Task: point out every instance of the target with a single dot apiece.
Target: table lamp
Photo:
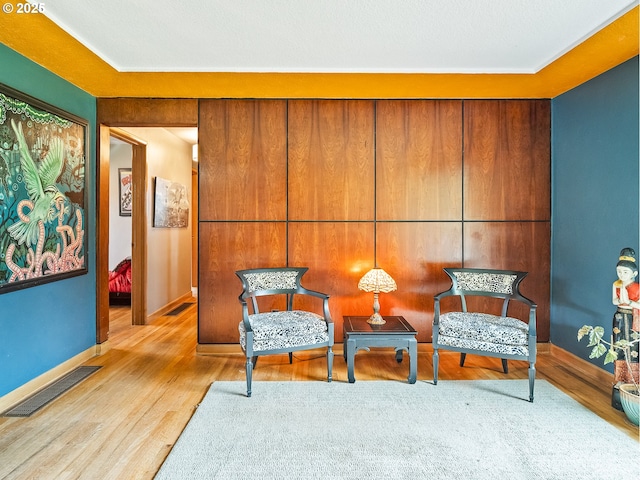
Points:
(377, 280)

────────

What to do → Convert the listing above into a Markdown table with the columns Row and Line, giving each non-blank line its own numbered row. Leave the pictures out.

Task response →
| Row | Line |
|---|---|
| 1 | Task: point out every instance of the target with a single dot apiece. |
| 2 | Target: table lamp |
| 3 | Photo: |
| 4 | Points: |
| 5 | (377, 280) |